__Task goal__:
Your task is to retype the listing word for word.

__Records for this exercise__:
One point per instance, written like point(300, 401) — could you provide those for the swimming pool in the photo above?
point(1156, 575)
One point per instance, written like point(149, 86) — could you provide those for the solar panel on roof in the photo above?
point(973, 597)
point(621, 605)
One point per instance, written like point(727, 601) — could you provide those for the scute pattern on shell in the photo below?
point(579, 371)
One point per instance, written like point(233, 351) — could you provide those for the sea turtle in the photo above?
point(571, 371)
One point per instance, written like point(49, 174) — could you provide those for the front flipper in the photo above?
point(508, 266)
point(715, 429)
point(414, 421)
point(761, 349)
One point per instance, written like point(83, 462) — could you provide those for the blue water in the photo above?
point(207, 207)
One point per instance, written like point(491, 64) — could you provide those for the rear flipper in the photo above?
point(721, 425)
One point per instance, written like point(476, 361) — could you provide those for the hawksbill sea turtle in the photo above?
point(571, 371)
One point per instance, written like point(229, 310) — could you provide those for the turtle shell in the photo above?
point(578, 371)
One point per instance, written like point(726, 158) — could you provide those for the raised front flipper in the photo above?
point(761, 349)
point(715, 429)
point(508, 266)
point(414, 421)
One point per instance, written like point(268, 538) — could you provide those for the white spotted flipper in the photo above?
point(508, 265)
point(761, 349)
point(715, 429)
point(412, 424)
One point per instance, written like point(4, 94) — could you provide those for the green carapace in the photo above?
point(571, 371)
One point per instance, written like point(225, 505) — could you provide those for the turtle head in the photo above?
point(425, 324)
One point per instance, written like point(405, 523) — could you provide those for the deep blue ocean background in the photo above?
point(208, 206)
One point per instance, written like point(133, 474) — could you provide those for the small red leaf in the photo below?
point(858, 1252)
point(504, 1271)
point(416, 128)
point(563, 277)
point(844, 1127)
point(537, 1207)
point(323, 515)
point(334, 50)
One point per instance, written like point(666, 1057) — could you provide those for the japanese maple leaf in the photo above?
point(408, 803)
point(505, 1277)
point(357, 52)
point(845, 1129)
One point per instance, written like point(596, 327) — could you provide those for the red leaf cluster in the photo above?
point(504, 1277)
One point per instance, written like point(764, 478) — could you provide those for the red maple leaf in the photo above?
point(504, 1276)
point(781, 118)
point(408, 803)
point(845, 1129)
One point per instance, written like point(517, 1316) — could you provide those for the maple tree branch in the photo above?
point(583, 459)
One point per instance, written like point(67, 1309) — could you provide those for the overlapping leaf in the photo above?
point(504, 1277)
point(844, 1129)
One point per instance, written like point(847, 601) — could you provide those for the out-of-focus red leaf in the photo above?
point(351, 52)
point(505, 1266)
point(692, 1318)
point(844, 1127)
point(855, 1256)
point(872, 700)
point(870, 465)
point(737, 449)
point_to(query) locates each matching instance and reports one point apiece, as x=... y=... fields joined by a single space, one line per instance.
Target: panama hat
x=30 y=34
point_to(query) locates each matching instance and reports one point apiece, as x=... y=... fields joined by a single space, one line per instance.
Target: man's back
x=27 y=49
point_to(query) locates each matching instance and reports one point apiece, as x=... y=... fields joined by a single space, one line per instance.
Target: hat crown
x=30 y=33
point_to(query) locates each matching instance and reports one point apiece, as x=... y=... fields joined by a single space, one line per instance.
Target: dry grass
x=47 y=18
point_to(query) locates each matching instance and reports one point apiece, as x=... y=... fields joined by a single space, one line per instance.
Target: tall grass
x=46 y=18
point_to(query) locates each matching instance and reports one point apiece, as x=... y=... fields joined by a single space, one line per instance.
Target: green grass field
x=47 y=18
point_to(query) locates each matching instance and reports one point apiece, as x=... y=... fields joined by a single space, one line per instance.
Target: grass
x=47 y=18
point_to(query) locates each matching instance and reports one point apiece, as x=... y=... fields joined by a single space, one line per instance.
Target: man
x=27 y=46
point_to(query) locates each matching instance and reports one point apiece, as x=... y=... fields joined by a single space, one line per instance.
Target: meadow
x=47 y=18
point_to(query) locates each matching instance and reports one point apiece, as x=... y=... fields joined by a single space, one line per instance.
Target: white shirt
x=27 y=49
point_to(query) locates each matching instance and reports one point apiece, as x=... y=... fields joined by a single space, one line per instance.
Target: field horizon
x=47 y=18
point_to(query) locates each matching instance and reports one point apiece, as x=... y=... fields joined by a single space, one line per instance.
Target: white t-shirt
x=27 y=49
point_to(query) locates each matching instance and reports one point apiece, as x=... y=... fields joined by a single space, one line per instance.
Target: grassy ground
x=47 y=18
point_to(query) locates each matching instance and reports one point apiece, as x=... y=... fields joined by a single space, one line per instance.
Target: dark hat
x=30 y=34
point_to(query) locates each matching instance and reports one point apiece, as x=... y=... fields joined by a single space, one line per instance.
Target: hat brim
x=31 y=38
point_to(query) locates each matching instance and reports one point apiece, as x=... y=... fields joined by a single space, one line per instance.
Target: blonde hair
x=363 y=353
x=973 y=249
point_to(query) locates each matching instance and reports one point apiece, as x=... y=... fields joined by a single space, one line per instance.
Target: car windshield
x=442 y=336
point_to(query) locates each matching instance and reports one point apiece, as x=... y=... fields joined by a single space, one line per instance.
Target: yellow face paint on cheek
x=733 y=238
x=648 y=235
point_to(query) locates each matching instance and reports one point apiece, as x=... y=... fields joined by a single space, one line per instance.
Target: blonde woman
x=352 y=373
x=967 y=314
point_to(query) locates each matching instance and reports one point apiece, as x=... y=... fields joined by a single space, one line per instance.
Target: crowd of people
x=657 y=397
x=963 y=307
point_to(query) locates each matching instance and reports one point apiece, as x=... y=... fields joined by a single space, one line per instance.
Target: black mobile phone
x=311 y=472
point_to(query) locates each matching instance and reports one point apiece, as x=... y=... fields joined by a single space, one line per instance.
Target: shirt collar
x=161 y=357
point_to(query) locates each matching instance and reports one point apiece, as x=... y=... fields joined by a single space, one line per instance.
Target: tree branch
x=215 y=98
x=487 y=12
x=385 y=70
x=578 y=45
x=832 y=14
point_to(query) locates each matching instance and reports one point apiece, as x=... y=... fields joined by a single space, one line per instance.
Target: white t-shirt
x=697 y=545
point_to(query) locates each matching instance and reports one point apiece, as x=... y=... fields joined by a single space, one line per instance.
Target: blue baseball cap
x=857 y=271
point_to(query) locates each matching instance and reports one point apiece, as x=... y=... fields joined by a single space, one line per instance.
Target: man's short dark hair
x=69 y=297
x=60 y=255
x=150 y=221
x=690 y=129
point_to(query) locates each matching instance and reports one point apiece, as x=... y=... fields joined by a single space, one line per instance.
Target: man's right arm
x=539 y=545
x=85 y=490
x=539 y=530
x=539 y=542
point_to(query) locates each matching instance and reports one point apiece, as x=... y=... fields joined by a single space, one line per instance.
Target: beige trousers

__Answer box__:
One point per instance, written like point(300, 401) — could you provide those for the swimming pool in the photo above?
point(1156, 575)
One point per instance, written like point(149, 86) — could you provide those for the solar panel on roof in the photo above?
point(973, 597)
point(621, 605)
One point per instance, written like point(727, 601) — could you provide those for the scute pattern on shell in the photo below?
point(579, 371)
One point per instance, written like point(233, 351) — could you provide those for the sea turtle in the photo above?
point(571, 371)
One point per instance, written like point(49, 174) — could you provide those for the front flipper in the photo above?
point(508, 266)
point(715, 429)
point(414, 421)
point(761, 349)
One point per instance, written like point(83, 462) — could you provide those for the blue water in the photo above?
point(207, 207)
One point per instance, written like point(491, 64) — could you provide those for the rear flipper in the photo above?
point(721, 425)
One point per instance, written like point(476, 361) — could you provide those for the hawksbill sea turtle in the photo above?
point(571, 371)
One point per instance, written like point(229, 310) — could you provide those for the turtle shell in the photo above?
point(578, 371)
One point per instance, written like point(726, 158) — could you provide those for the raised front flipper in the photo above?
point(761, 349)
point(715, 429)
point(508, 266)
point(414, 421)
One point per instance, written like point(268, 538) — could you provide those for the white spotted flipper in the photo above?
point(508, 265)
point(761, 349)
point(715, 429)
point(412, 424)
One point per instance, written like point(4, 94) — could you provide those for the green carapace in the photo above?
point(571, 371)
One point per instance, written like point(225, 505) — could you provide those for the turtle head in the photo above?
point(425, 324)
One point per instance, written like point(405, 523) — could you provide those for the deep blue ocean background in the photo above?
point(208, 206)
One point per instance, written like point(133, 474) — could you provide those for the small red leaf in the photo below?
point(858, 1252)
point(504, 1271)
point(416, 128)
point(563, 277)
point(844, 1127)
point(537, 1207)
point(323, 515)
point(334, 50)
One point per instance, written like point(666, 1057) — could you provide those for the japanese maple leaf in the photo above?
point(408, 803)
point(505, 1277)
point(357, 52)
point(845, 1129)
One point per instance, written like point(596, 327) — could you provide those for the red leaf cluster in the photo above?
point(504, 1277)
One point per instance, written like point(764, 478) — could you provide those for the red maple leaf in the photo above?
point(504, 1276)
point(781, 118)
point(408, 803)
point(845, 1129)
One point per instance, written like point(517, 1316) — could you provide those for the maple tree branch in the photo above?
point(583, 459)
One point per instance, written like point(67, 1309) — could you provide those for the overlapping leaf in the photo above?
point(504, 1277)
point(844, 1129)
One point per instance, written like point(847, 601) — could you provide those for the out-of-focus red leaf in the photo above?
point(351, 52)
point(505, 1266)
point(692, 1318)
point(844, 1127)
point(855, 1256)
point(872, 700)
point(870, 465)
point(737, 449)
point_to(query) locates each matching instance and reports one point apiece, as x=... y=... fields joined by a single space, one line per instance.
Target: panama hat
x=30 y=34
point_to(query) locates each matching instance and reports one point apiece, as x=... y=... fields joined by a single space, one line per instance.
Target: man's back
x=27 y=49
point_to(query) locates each matching instance and reports one point apiece, as x=... y=... fields joined by a single space, one line per instance.
Target: hat crown
x=30 y=33
point_to(query) locates each matching instance and reports one point apiece, as x=... y=... fields joined by a single space, one line per instance.
Target: dry grass
x=47 y=18
point_to(query) locates each matching instance and reports one point apiece, as x=... y=... fields joined by a single space, one line per instance.
Target: tall grass
x=46 y=18
point_to(query) locates each matching instance and reports one point apiece, as x=... y=... fields joined by a single space, one line per instance.
Target: green grass field
x=47 y=18
point_to(query) locates each matching instance and reports one point apiece, as x=... y=... fields joined by a single space, one line per instance.
Target: grass
x=47 y=18
point_to(query) locates each matching instance and reports one point apiece, as x=... y=... fields joined by a single space, one line per instance.
Target: man
x=27 y=46
point_to(query) locates each matching instance and reports one point apiece, as x=... y=... fields joined by a single space, one line per instance.
Target: meadow
x=47 y=18
point_to(query) locates each matching instance and reports one point apiece, as x=... y=... fields joined by a single space, one line per instance.
Target: white shirt
x=27 y=49
point_to(query) locates each matching instance and reports one point apiece, as x=... y=... fields joined by a single space, one line per instance.
Target: field horizon
x=47 y=18
point_to(query) locates each matching instance and reports one point apiece, as x=... y=... fields joined by a single space, one line per instance.
Target: white t-shirt
x=27 y=49
point_to(query) locates each matching instance and reports one point apiece, as x=... y=... fields joined by a single space, one line per instance.
Target: grassy ground
x=47 y=18
point_to(query) locates each matching instance and reports one point apiece, as x=... y=... fields joined by a single space, one line per instance.
Target: dark hat
x=30 y=34
point_to(query) locates each matching instance and reports one point apiece, as x=... y=... fields joined by a single space, one line per instance.
Target: hat brim
x=31 y=38
point_to(query) locates each matching instance and reports one point apiece, as x=... y=... fields joined by a single space, one line per instance.
Target: blonde hair
x=363 y=353
x=973 y=249
point_to(query) locates each matching instance and reports one point apiece, as x=... y=... fields joined by a single space, one line per instance.
Target: car windshield
x=442 y=336
point_to(query) locates each matching instance and reports one point apiece, as x=... y=... fields joined by a single space, one line per instance.
Target: yellow face paint on cheek
x=733 y=238
x=648 y=235
point_to(query) locates each matching instance and reports one point apiece, as x=... y=... fields joined by a single space, one line per instance.
Target: blonde woman
x=352 y=373
x=967 y=314
point_to(query) locates each matching instance and reports one point apiece, as x=... y=... fields joined by a single space, one line per instance.
Target: crowd of people
x=657 y=397
x=963 y=307
point_to(query) locates each matching instance and reports one point apiece, as x=... y=... fields joined by a single space, one line per instance.
Target: black mobile phone
x=311 y=472
point_to(query) locates each matching instance and reports one point apiece, as x=... y=... fields joined by a single space, one line per instance.
Target: shirt collar
x=161 y=357
point_to(query) locates each matching instance and reports one point apiece, as x=... y=... fields joined by a single space, one line per instance.
Target: tree branch
x=215 y=98
x=487 y=12
x=385 y=70
x=578 y=45
x=832 y=14
point_to(query) locates each matching instance and reports one point apiece, as x=... y=... fields joined by a single space, one line per instance.
Target: white t-shirt
x=697 y=545
point_to(query) locates each matching instance and reports one point apiece, as x=... y=... fields joined by a single space, one line per instance.
Target: blue baseball cap
x=857 y=271
point_to(query) locates each matching instance and reports one point apiece, as x=... y=... fields joined by a single space, one line per instance.
Target: man's short dark hair
x=69 y=297
x=60 y=255
x=150 y=221
x=690 y=129
point_to(query) locates each matching instance and reports one point apiece, as x=... y=... fields joined by a single space, one line per instance.
Target: man's right arm
x=539 y=545
x=85 y=490
x=539 y=530
x=539 y=542
point_to(query) locates each matching instance and reports one point apiece, as x=... y=... fields joined by a single space, one line per instance.
Target: beige trousers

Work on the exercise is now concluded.